TASK TO CARRY OUT: Rewrite the records below, swapping every occurrence of "captured frame" for "camera frame" and keeping everything else as it is. Leave the pictures out of your answer.

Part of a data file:
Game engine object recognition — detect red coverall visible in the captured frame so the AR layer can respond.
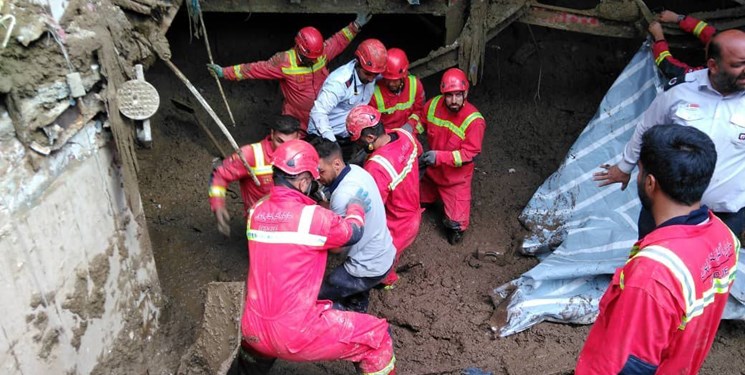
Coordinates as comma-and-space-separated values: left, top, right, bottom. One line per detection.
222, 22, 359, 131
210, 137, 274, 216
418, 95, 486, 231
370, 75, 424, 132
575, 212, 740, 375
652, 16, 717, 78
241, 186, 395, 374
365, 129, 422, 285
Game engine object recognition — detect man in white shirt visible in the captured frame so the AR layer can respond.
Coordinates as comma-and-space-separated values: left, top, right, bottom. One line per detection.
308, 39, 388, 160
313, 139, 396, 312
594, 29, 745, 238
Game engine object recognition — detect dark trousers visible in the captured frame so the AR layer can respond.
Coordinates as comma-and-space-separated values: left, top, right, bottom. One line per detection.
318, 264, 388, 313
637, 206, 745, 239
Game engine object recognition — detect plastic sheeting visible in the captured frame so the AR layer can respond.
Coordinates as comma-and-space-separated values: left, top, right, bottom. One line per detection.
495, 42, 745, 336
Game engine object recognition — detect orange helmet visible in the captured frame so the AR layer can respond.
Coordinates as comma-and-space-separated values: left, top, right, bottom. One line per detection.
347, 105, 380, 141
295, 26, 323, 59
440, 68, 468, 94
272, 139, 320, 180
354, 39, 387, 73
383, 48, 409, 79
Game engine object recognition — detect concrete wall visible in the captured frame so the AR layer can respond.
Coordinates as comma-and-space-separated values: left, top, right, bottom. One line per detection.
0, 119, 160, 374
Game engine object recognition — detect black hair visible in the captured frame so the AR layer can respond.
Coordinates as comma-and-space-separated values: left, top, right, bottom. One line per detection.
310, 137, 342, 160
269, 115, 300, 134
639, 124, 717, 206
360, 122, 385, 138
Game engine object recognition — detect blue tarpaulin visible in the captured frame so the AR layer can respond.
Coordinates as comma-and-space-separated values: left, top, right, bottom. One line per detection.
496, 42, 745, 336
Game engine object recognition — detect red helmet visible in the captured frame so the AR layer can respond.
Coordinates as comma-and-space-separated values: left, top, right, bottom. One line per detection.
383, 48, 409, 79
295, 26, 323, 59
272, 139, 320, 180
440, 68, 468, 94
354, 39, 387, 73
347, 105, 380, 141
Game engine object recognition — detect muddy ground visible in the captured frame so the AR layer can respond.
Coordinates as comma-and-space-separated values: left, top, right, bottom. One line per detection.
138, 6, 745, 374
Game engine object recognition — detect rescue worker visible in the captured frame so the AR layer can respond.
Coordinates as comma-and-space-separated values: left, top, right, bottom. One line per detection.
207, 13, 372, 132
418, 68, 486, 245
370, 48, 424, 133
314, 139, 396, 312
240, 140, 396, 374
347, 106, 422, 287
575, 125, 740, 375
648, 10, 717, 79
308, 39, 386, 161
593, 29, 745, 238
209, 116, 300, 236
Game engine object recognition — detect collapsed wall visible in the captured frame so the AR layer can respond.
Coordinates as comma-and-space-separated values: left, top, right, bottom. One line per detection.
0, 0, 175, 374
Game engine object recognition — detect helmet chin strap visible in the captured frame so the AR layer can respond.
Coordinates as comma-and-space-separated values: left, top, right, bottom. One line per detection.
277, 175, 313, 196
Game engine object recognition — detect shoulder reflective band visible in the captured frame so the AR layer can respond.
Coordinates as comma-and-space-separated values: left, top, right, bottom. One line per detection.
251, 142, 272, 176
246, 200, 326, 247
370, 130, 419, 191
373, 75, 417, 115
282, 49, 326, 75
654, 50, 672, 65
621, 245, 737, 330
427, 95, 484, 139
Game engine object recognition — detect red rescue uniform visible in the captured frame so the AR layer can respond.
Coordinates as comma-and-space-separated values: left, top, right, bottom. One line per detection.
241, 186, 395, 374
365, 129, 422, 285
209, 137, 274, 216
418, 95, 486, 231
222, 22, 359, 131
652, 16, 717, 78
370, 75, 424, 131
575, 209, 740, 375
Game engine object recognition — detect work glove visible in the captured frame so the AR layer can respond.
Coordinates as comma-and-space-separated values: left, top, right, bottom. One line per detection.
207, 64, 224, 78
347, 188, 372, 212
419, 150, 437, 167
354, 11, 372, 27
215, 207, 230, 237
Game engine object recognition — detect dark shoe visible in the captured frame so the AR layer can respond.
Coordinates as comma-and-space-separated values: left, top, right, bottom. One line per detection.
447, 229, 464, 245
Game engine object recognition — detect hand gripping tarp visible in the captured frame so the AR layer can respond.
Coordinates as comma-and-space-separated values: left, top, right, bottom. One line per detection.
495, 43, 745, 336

EXERCISE RESULT:
Game engine object recognition — detect red coverall visible in the camera frame so the AR layer can respond.
Coordinates as comma-and-space-separated values: left, top, right, bottom. One line per detection.
222, 22, 359, 131
210, 137, 274, 216
418, 95, 486, 231
370, 75, 424, 132
575, 212, 740, 375
652, 16, 717, 78
241, 186, 395, 374
365, 129, 422, 285
Game engine object recognition — detect man in white shirt visible in the camera frame so the AR layer can respond.
Coordinates as comma-and-space-separated values: left, top, right, bottom. One line per detection.
308, 39, 388, 160
313, 139, 396, 312
594, 29, 745, 238
Game engine object recognition — detect dark trousers visible in the camera frame so the AR layer can respond.
Coordinates as comma-and-space-separated values: left, top, right, bottom. One line per detection.
318, 264, 388, 313
637, 206, 745, 239
Game engine object recognition — detect plastic sheeting visible in the camera frame so the AR layer can respond.
Coordinates as comma-and-space-separated values: left, top, right, bottom. One line per detection.
495, 42, 745, 336
Game engine object recognition — detect orange helmet visible in the camera frame so the AR layer can respond.
Coordinates as comma-and-space-separated values: left, top, right, bottom. One line per detection.
347, 105, 380, 141
295, 26, 323, 59
440, 68, 468, 94
272, 139, 320, 180
354, 39, 387, 73
383, 48, 409, 79
Game engine object recognition — detect concrete wall visible in the camera frame so the AR layer can respond.
Coordinates as comma-and-space-separated values: left, top, right, bottom. One line per detection.
0, 119, 160, 374
Game engine object recognition — detect black hair visible in the camera frame so the AR layer can respond.
Coordinates as comma-and-space-separated values: left, top, right, bottom. One line per detection.
310, 137, 342, 160
269, 115, 300, 134
639, 124, 717, 206
360, 122, 385, 138
Game engine object recognition — detect blue tarpaulin visible in the camera frame so the AR layer can respond.
Coordinates as comma-and-space-separated values: left, top, right, bottom. One line per detection.
496, 42, 745, 336
Game engine object recognition — detect red helmet visible in the camera frame so the AR layer can respond.
Coordinates as comma-and-space-separated values: left, top, right, bottom. One line per detection.
383, 48, 409, 79
295, 26, 323, 59
272, 139, 320, 180
440, 68, 468, 94
354, 39, 387, 73
347, 105, 380, 141
Game engine object recognition — detect muddy ground visible in the camera frame so the AR layer can respond.
Coordinates as comma-and-space-separated values: left, top, right, bottom. One line per detection.
138, 6, 745, 374
Game engine object recognition — detect rescue worker visible in the camera frame so the AR layer can respond.
Coordinates as comma-and-space-separated values: left, top, right, bottom. One line per detection.
207, 13, 372, 132
418, 68, 486, 245
370, 48, 424, 133
314, 139, 396, 312
240, 140, 396, 374
347, 106, 422, 287
575, 125, 740, 375
648, 10, 717, 79
308, 39, 386, 161
593, 29, 745, 238
209, 116, 300, 236
Game engine object recognition — detect collapsed wall visible in the camera frame so the AR layer can respond.
Coordinates as comma-and-space-separated values: left, top, right, bottom. One line per detection.
0, 0, 175, 374
Game engine object recognition — detect helmet chin strap visible in the camera frame so the AR layer can respond.
Coordinates as comma-and-space-separated values: left, top, right, bottom. One line per detection.
277, 175, 313, 196
Game engine object recognition — detect shoulder reflective band visible in the camera frame so the AR layer can respond.
Coordinates as comma-and-space-separated values: left, top, right, bottom. One line per detection.
251, 142, 272, 176
246, 200, 326, 247
370, 130, 419, 191
373, 75, 417, 115
282, 49, 326, 75
654, 50, 672, 65
621, 245, 737, 330
427, 95, 484, 139
Game engine object recognition — detect red rescue uniform visible in the camera frame so the AR layer can respond.
Coordinates as comma-and-space-separated values: left, top, right, bottom. One line per detection.
241, 186, 395, 374
365, 129, 422, 285
209, 137, 274, 216
418, 95, 486, 231
222, 22, 359, 131
652, 16, 717, 78
370, 75, 424, 131
575, 209, 740, 375
Game engine object recognition — detect work glove visible in the camera frame so the AR layer can respond.
Coordinates as comma-and-space-separated values: left, top, right, bottom. One line per detection.
207, 64, 224, 78
347, 188, 372, 212
419, 150, 437, 167
354, 11, 372, 27
215, 207, 230, 237
Game engine object recognition — detect dark shoe visible in the camera frame so the AR layer can respond.
Coordinates as comma-and-space-separated values: left, top, right, bottom. One line per detection.
447, 229, 464, 245
Game engine object recognition — detect hand gripping tarp visible in the camera frame so the AR layer can respond.
Coordinates as comma-and-space-separated values: left, top, right, bottom. One line per detection.
495, 43, 745, 336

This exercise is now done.